══ Sayfa alıntısı ══

Deprem Odaklı Kentleşme Gündemi Kalıcı Olsun

Deprem Odaklı Kentleşme Gündemi Kalıcı Olsun

TMB, Elazığ merkezli yaşanan depremin müteahhitlik kriterlerini doğru belirleyecek yasal altyapının tamamlanması ve kentsel dönüşüm sürecinin vakit kaybetmeden depreme karşı gerçekleştirilmesi gerektiğini belirtti.

A+A-

 “Resesyon Endişelerinden Kırılgan Toparlanmaya” başlıklı analizde, küresel ve ulusal ekonominin yanı sıra inşaat sektörüne ilişkin veriler kapsamlı biçimde değerlendirildi.

═══

_Kısa görev 1_: Deprem odaklı kentleşme metninde "TMB, Elazığ merkezli" sözcüklerini içeren yerle açılıp "gerçekleştirilmesi gerektiğini belirtti." ile kapanan bölümü birebir çoğaltınız.

══ Verilen veriler ══

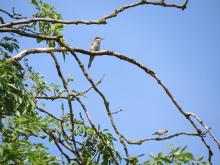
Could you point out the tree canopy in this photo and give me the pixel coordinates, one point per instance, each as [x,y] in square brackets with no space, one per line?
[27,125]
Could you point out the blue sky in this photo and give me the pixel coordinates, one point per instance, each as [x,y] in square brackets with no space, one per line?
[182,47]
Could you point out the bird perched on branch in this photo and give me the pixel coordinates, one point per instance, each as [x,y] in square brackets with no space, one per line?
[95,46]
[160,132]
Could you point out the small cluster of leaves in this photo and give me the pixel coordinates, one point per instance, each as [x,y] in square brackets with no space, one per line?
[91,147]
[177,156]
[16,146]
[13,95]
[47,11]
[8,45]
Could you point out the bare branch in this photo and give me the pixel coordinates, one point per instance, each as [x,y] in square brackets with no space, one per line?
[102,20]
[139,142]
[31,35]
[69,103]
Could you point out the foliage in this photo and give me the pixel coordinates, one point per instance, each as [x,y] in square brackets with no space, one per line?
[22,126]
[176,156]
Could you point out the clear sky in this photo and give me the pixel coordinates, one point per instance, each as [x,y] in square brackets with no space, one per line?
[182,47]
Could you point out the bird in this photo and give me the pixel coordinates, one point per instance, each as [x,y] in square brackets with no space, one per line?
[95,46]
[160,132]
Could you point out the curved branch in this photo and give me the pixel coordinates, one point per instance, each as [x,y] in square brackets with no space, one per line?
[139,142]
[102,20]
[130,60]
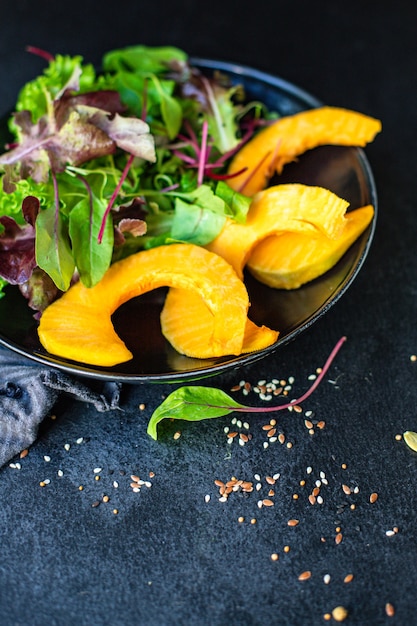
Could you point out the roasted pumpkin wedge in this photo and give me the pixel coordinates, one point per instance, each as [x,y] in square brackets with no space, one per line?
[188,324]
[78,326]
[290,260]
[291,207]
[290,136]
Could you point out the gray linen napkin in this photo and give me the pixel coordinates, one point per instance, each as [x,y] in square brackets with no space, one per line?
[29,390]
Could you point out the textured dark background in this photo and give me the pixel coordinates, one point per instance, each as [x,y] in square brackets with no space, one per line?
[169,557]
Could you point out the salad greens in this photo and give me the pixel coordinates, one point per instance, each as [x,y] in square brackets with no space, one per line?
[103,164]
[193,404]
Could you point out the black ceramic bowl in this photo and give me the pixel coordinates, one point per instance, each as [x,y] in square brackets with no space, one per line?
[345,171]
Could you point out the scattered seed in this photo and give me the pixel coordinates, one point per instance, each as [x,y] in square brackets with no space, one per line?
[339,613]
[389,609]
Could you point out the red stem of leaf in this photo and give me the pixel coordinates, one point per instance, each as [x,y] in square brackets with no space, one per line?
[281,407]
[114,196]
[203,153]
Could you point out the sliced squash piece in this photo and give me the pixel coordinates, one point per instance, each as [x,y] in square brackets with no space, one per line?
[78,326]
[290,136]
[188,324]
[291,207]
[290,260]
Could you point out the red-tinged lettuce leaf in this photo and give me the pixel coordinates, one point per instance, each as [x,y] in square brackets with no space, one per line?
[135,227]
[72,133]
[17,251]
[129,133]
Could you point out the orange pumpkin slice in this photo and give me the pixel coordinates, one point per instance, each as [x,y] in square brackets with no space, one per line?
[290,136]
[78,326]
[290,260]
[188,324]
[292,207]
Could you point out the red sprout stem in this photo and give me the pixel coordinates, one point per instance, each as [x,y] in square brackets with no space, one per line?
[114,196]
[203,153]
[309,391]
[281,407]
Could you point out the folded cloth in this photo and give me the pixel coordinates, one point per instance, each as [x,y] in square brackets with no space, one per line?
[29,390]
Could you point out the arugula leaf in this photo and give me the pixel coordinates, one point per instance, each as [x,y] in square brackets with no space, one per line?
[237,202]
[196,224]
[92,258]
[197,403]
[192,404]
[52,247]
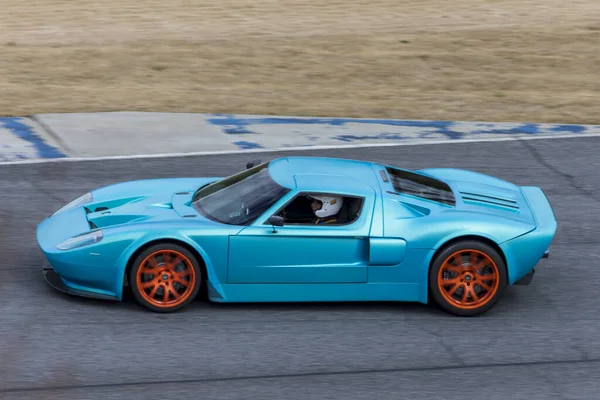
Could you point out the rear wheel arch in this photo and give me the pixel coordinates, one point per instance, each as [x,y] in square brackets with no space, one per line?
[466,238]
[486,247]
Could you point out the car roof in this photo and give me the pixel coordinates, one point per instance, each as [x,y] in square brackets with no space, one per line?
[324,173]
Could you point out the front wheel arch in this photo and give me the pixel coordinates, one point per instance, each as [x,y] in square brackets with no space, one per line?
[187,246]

═══

_Kısa görev 2_: Kayıtlarda "stem" dizisinin geçtiği bütün satırları gösteriniz.

_Alıştırma yanıtı 1_:
TMB, Elazığ merkezli yaşanan depremin müteahhitlik kriterlerini doğru belirleyecek yasal altyapının tamamlanması ve kentsel dönüşüm sürecinin vakit kaybetmeden depreme karşı gerçekleştirilmesi gerektiğini belirtti.

_Alıştırma yanıtı 2_:
Could you point out the red stem of leaf in this photo and give me the pixel coordinates, one point per instance, each as [x,y] in square brackets with no space, one per line?
Could you point out the red sprout stem in this photo and give me the pixel coordinates, one point per instance, each as [x,y] in square brackets with no space, one per line?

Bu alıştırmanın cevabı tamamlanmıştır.